• Exercise aim
Count the lines in the entries below that contain the string "street", treating uppercase and lowercase as different. Reply with the number alone.

• Data provided
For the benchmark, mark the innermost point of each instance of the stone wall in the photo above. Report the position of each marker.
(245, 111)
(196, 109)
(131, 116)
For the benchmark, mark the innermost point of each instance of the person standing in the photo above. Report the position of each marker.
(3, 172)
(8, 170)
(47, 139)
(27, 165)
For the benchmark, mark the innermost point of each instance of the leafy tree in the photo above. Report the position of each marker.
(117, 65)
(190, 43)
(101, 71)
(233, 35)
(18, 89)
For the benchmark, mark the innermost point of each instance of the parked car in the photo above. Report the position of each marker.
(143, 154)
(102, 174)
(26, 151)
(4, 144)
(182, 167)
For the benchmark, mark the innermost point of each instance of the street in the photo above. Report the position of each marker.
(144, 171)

...

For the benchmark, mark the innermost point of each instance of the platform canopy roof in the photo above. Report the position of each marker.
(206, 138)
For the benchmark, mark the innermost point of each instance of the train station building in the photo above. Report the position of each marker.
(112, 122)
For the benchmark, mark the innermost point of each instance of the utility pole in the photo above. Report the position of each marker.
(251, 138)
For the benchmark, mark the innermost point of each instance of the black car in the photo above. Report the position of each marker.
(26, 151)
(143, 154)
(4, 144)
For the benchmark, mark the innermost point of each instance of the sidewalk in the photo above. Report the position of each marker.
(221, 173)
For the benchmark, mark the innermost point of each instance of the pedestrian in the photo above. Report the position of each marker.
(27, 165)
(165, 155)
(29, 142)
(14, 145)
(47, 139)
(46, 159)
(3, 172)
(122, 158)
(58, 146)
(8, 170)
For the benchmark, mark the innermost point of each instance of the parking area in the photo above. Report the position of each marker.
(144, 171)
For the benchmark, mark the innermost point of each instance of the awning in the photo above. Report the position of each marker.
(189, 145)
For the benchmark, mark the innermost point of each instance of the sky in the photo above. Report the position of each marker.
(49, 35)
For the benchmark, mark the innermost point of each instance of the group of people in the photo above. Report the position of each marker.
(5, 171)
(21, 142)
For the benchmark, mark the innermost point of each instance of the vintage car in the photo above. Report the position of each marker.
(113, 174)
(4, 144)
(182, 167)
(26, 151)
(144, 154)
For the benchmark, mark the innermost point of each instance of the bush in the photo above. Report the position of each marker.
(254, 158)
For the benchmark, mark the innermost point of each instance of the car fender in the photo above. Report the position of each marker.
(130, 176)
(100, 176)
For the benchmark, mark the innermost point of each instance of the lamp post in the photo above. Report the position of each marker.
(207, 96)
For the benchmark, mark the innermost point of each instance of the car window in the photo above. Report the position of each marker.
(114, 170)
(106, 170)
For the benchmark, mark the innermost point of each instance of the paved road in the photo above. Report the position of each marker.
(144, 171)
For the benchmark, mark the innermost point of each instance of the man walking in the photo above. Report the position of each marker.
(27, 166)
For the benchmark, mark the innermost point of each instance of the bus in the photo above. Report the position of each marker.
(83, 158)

• Result for this task
1